**TASK INSTRUCTIONS:**
(a) Translate this sentence from the article on Italian food labelling below into Spanish: "Food labelling has been gaining increasing attention in Italy in recent years, in line with wider food safety awareness around the world."
(b) In the article on Italian food labelling below, turn the paragraph beginning "In April 2015, the Italian Ministry" into a short bulleted list that keeps its main facts.
(c) Write the next part of the article on Italian food labelling below, picking up after its final sentence.

**EXCERPT TO READ:**
+ + + +
A recent survey in Italy on food labelling has highlighted that origin, especially Italian origin, is crucial to the country’s consumers. Ilario Giangrossi and Chiara Bicci of Norton Rose Fulbright’s Milan office discuss the opportunities that arise from this end-customer focus.
Food labelling has been gaining increasing attention in Italy in recent years, in line with wider food safety awareness around the world. Providing clear food information to consumers has become essential for food business operators as a result of EU measures to improve food labelling rules. It is now essential that consumers have legible and comprehensible information at their disposal to make informed choices about what they eat.
In April 2015, the Italian Ministry of Agricultural, Food and Forestry Policies announced the conclusion of the online public consultation of residents on the labelling of food products. Over 26,500 participants voiced their opinion by responding to a questionnaire with 11 questions on the importance of being able to trace products, of indicating their origins and transparency of information on the labels.
The initiative’s purpose is to involve the public on the transparency of the labelling information on food products. Another purpose of the consultation is to fall into line with the general principles set out by the European Union (EU), especially after the first tranche of rules included in Regulation No 1169/2011 about food labelling, presentation and advertisement became compulsory across all member states on 13 December, 2014. (The obligation to provide nutrition information will now apply on 13 December, 2016).
+ + + +
**SUPPLIED DATA:**
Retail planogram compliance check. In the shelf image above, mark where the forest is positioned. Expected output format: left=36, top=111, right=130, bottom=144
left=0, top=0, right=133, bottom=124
+ + + +
**EXERCISE RESULTS:**
(a) El etiquetado de alimentos ha ido recibiendo una atención cada vez mayor en Italia en los últimos años, en consonancia con una mayor conciencia sobre la seguridad alimentaria en todo el mundo.

(b)
- In April 2015, the Italian Ministry of Agricultural, Food and Forestry Policies announced that its online public consultation of residents on food product labelling had ended.
- Over 26,500 participants responded.
- The questionnaire had 11 questions.
- The questions covered the importance of product traceability, indication of origin, and transparency of label information.

(c)
Over 96 percent of respondents declared the importance of food product origins being clearly and understandably written on the label, while for 84 percent, the location where food is processed is essential. For eight out of 10 Italians, the fact that the product is made with raw ingredients from Italy and processed in Italy is crucially important at the time of purchase, after which 54 percent require that they contain natural ingredients. According to the survey, 45 percent even require products to be DOP (Protected Designation of Origin) and IGP (geographically protected product) brands, while 30 per cent count on the product being organic. For nine out of 10 people, it is important to know the origin for food safety assurance; for 70 percent it is useful for ethical reason, such as compliance with workers’ regulations.
Responses indicated a strong desire for Italians to be informed of the origin of the raw ingredients used in food preparation. Raw meat and fresh milk came top (95 per cent), followed by dairy products such as yogurt and cheese (90 per cent), cut fresh fruit and vegetables (88 per cent), processed meat such as salami and sausages, tinned canned meat (87 per cent) and rice (81 per cent). Over 18,000 people (79 per cent) indicated the processing location on the label is always essential and for 86 per cent, it is very important that 100 per cent of this happens in Italy.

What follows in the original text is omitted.